Problem 1:
From the thread on slow large-field queries, reproduce everything from "If the order" down to "might be slow.".
Problem 2:
In the thread on slow large-field queries, what does 小王同学Plus say about the two execution plans?
Problem 3:
Pick up the thread on slow large-field queries after its last sentence and write what follows.

Execution plans for both queries
bbb.sql (27.2 KB)

For the long execution time of such large field queries, could the experts please advise on how to optimize?

translator_bot · June 21, 2024, 12:20pm

| username: 小龙虾爱大龙虾 | Original post link

Two approaches:

If the order by field in the SQL can be removed, then remove it; it should be faster.
Based on the fast performance of SQL2, write scalar subqueries in the select fields, and then use the table’s primary key to look up the two large fields in table T.

translator_bot · June 21, 2024, 12:20pm

| username: 小王同学Plus | Original post link

You need to specifically check the slow log. If there are longtext large fields, the parser might be slow.
These two execution plans are actually the same.

Provided material:

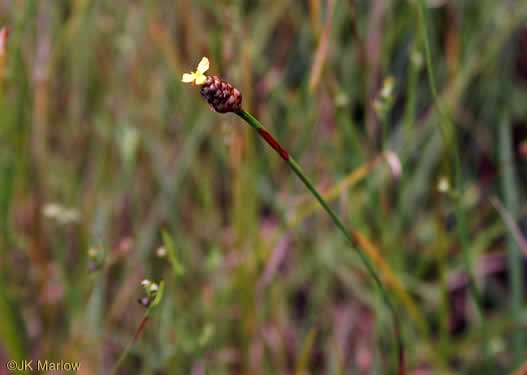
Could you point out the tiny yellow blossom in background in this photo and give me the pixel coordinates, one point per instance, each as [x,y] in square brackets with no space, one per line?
[198,77]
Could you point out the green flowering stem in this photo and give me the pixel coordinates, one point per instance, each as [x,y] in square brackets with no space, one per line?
[256,125]
[146,317]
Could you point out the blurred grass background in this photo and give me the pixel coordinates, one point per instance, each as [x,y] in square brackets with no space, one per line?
[102,147]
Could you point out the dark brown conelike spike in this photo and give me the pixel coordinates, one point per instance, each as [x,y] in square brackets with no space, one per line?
[221,95]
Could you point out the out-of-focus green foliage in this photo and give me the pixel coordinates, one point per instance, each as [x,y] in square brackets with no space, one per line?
[102,145]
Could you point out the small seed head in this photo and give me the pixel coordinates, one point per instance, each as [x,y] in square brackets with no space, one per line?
[221,95]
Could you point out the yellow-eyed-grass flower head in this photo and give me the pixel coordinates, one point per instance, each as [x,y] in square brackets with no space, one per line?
[221,95]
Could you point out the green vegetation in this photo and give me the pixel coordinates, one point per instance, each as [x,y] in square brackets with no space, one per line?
[408,116]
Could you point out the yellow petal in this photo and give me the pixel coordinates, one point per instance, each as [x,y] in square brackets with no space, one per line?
[203,65]
[200,79]
[187,78]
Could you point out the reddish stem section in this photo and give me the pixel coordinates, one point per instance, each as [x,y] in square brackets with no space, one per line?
[274,144]
[140,329]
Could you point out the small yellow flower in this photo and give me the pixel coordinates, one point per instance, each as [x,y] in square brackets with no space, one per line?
[197,77]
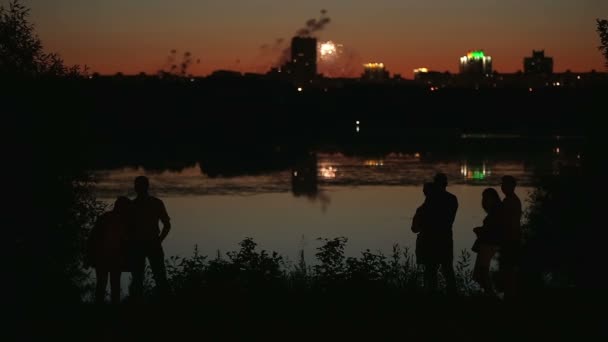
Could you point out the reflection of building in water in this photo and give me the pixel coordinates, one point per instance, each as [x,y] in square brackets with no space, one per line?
[328,172]
[474,171]
[304,178]
[538,64]
[374,163]
[304,181]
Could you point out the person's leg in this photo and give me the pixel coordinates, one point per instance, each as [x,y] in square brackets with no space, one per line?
[115,286]
[101,276]
[477,269]
[157,263]
[430,277]
[138,271]
[447,269]
[508,270]
[486,253]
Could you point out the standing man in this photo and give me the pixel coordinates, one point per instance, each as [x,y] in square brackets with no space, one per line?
[512,236]
[443,207]
[147,238]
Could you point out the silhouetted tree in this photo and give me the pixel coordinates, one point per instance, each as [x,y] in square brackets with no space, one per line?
[21,51]
[173,68]
[602,30]
[51,204]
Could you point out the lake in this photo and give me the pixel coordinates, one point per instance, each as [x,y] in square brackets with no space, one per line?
[327,193]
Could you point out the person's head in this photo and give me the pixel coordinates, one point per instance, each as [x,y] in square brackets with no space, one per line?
[121,205]
[142,184]
[441,181]
[490,199]
[508,185]
[428,189]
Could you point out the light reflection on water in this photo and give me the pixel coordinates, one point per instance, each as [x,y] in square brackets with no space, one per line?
[370,201]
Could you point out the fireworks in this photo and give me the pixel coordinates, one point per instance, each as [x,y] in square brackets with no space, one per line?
[329,51]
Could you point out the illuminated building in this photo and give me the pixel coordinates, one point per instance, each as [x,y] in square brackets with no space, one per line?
[538,64]
[303,64]
[374,72]
[476,63]
[475,172]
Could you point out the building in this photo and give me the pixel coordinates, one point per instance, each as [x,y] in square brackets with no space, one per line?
[538,64]
[476,63]
[303,64]
[374,72]
[432,78]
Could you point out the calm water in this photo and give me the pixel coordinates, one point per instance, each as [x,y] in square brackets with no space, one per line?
[370,201]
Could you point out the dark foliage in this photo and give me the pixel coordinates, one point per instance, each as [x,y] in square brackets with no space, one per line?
[602,30]
[21,51]
[250,273]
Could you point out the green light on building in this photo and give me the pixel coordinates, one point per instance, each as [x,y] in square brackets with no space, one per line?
[476,54]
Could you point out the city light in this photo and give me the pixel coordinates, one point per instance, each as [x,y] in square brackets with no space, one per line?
[374,163]
[373,65]
[479,54]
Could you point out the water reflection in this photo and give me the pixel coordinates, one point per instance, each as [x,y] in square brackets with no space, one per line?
[278,198]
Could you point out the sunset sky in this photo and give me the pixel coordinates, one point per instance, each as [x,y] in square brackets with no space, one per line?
[132,36]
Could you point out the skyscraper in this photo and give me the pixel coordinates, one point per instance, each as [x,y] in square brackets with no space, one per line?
[375,72]
[476,63]
[303,63]
[538,64]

Final answer 1:
If the order by field in the SQL can be removed, then remove it; it should be faster.
Based on the fast performance of SQL2, write scalar subqueries in the select fields, and then use the table’s primary key to look up the two large fields in table T.

translator_bot · June 21, 2024, 12:20pm

| username: 小王同学Plus | Original post link

You need to specifically check the slow log. If there are longtext large fields, the parser might be slow.

Final answer 2:
They are actually the same.

Final answer 3:
translator_bot · June 21, 2024, 12:20pm

| username: 像风一样的男子 | Original post link

Your data is too large, most of the consumption is in data transmission. Whoever designed to store such large data should be taken out and shot.

translator_bot · June 21, 2024, 12:20pm

| username: forever | Original post link

The two execution plans look the same, but if you look at the execution info scan_detail of the Selection_25(Probe) operator, the number of keys scanned is many times more without large fields. This is a bit abnormal. I checked the documentation and couldn’t find the storage method for large fields. Does anyone know if there is any difference between this and normal storage?

translator_bot · June 21, 2024, 12:20pm

| username: forever | Original post link

Wrap it with another layer. Use the current result set of the primary key from table T as table C, then join table T to fetch the required data and try it out (first query the primary keys with limit 10, then fetch the 10 rows of data).

translator_bot · June 21, 2024, 12:20pm

| username: tidb菜鸟一只 | Original post link

I suggest you try the two SQL statements again with SQL_NO_CACHE. I feel that the cache is interfering.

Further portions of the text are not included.